━━━━━ Testo

Cominciamo con la Cesta di Pesci di Braque (1910) dove si evidenzia un primo stile cubista in stretto rapporto con Picasso del quale è presente anche un autoritratto all’inizio della mostra, si evidenzia già una frammentazione della realtà su piani diversi, ma è la cosiddetta Gioconda cubista, come viene definita L’ora del tè (donna col cucchiaio) di Metzinger (1911) che raffigura, senza dettagli accessori e con uso raffinato della luce, un nuovo modo di fare arte.

Negli ultimi anni che precedono la guerra, anche Marcel Duchamp sperimenta il cubismo e, anticipando surrealismo e pop art, trasforma oggetti di uso comune in opere d’arte, come per esempio la Macinatrice di cioccolato (1913) per una “pittura di precisione”, oggettiva e impersonale, prefigurando le sue future opere “readymades” e le provocazione a partire dagli oggetti di fabbricazione industriale.

━━━━━━━━━━

- Elenco compiti
A) Elenca tutti gli artisti nominati nel testo sul cubismo.
B) Prosegui il testo sul cubismo dopo la sua ultima frase.
I dati non hanno alcun ruolo in questo lavoro.

━━━━━ Blocco dati

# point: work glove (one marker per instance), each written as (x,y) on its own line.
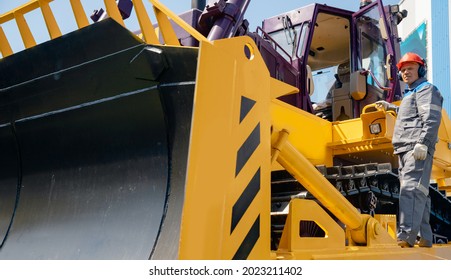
(420,151)
(381,104)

━━━━━━━━━━

- Risposte attese
A) Braque, Picasso, Metzinger, Marcel Duchamp

B)
Le Avanguardie artistiche, da Philadelphia a Pisa - immagine 179

La prima guerra mondiale

Mentre nella vibrante atmosfera parigina si affacciano anche artisti come Picasso, Gris, Picabia e artisti di origine ebrea dall’Europa orientale come Chagall o Lipchitz, i venti di guerra investono il vecchio continente e il fronte francese si infiamma per una guerra sanguinosa che miete vittime anche tra gli artisti: Masson viene gravemente ferito e Duchamp-Villon muore. L’arte riflette ancora una volta il contesto storico: i toni e le ombre della Lampada di Gris (1916) sono specchio della drammaticità del momento, mentre La Natura morta con scacchiera, bicchiere e piatto di Juan Gris (1917) richiama il campo di battaglia, con i contrasti cromatici, geometrici e dei materiali.

Dall’altra parte, artisti come Marc Chagall preferiscono trovare conforto, stabilità e consolazione in attività, eventi e rituali immutati da secoli come per esempio la festività ebraica di Purim che commemora la liberazione del popolo dalle persecuzioni del re persiano Assuero.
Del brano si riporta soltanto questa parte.